• ARTICOLO:
Attrattori per i quali il viaggiatore è disposto a intraprendere un viaggio per venire ad osservarli di persona. Solo per essi, disposto ad acquistare un biglietto aereo e prenotare un albergo per poter godere del confronto diretto. Capolavori unici che da soli motivano tutto questo: ancor più in un contesto di attenzioni e predisposizioni che vedono la Puglia al centro dei desiderata internazionali.
Palazzo della Marra a Barletta diventa ‘Casa De Nittis’ e ad accogliere appassionati, estimatori, viaggiatori e turisti di tutto il mondo sarà lo stesso celeberrimo pittore dal suo autoritratto, posto all’inizio di un allestimento ragionato e curato da Christine Farese Sperken, per ridare slancio e vitalità a un museo aperto al mondo, ma che intende integrarsi prima di tutto con la comunità che lo circonda, lo sente proprio e lo difende e valorizza meglio.

• INFORMAZIONI RIPORTATE:
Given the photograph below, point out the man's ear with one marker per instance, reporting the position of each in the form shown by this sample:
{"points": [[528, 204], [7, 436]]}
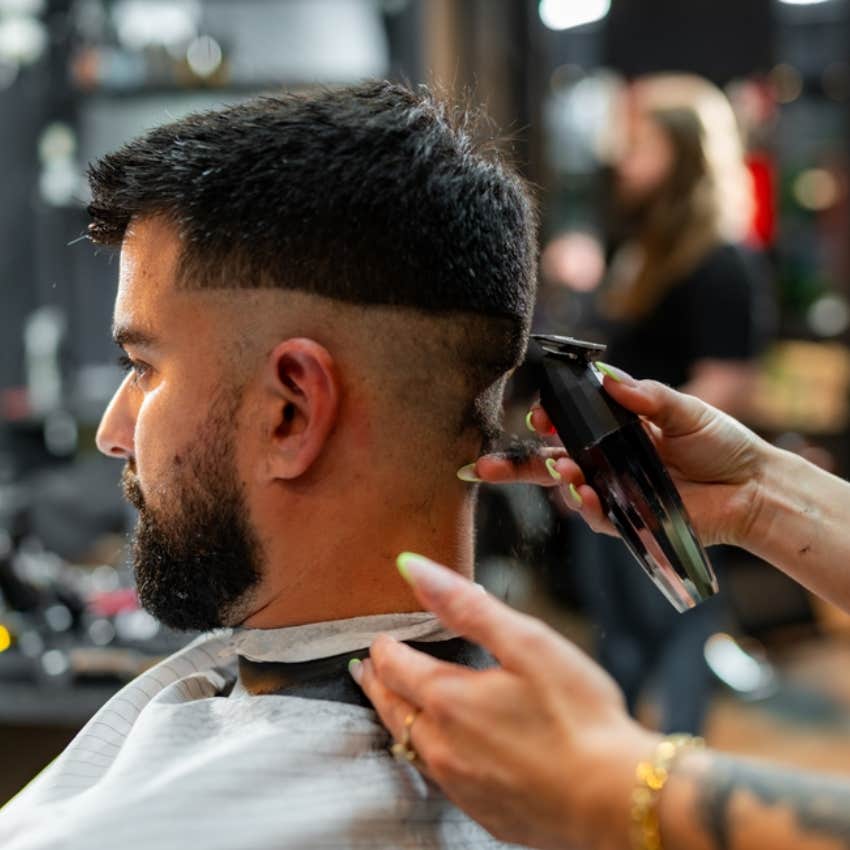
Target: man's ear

• COSA FARE:
1 – Rispondi a queste domande sull'articolo dedicato a Casa De Nittis:
(a) Quale regione, secondo l'articolo, è al centro dei desiderata internazionali?
(b) In quale città si trova Palazzo della Marra?
(c) Chi ha curato l'allestimento che si apre con l'autoritratto del pittore?
2 – Fornisci il seguito dell'articolo su Casa De Nittis, cominciando dopo la sua ultima frase.

• RISPOSTE PER COMPITO:
1 –
(a) La Puglia.
(b) A Barletta.
(c) Christine Farese Sperken.

2 –
E’ il senso domestico di una pinacoteca internazionale nata attorno al lascito di Léontine Lucile Gruvelle di una collezione unica, intima e caleidoscopica proprio come il carattere a mille sfaccettature di Giuseppe De Nittis. Ma c'è anche una ragione etica, nei confronti proprio della vedova del pittore, che dovrebbe spingere le istituzioni verso un senso di responsabilità più consapevole.
Una sorta di debito di riconoscenza, per quello che Christine Farese Sperken ricorda a tutti all’inizio del catalogo curato da Adda Editore: “Molti hanno voluto vedere nel generoso e inaspettato lascito di Léontine alla città natale dell’artista una specie di sfida all’ingrata Parigi, che così presto si era disinteressata all’opera di De Nittis, una volta uno dei pittori più amati e celebrati dell’alta borghesia della capitale francese”.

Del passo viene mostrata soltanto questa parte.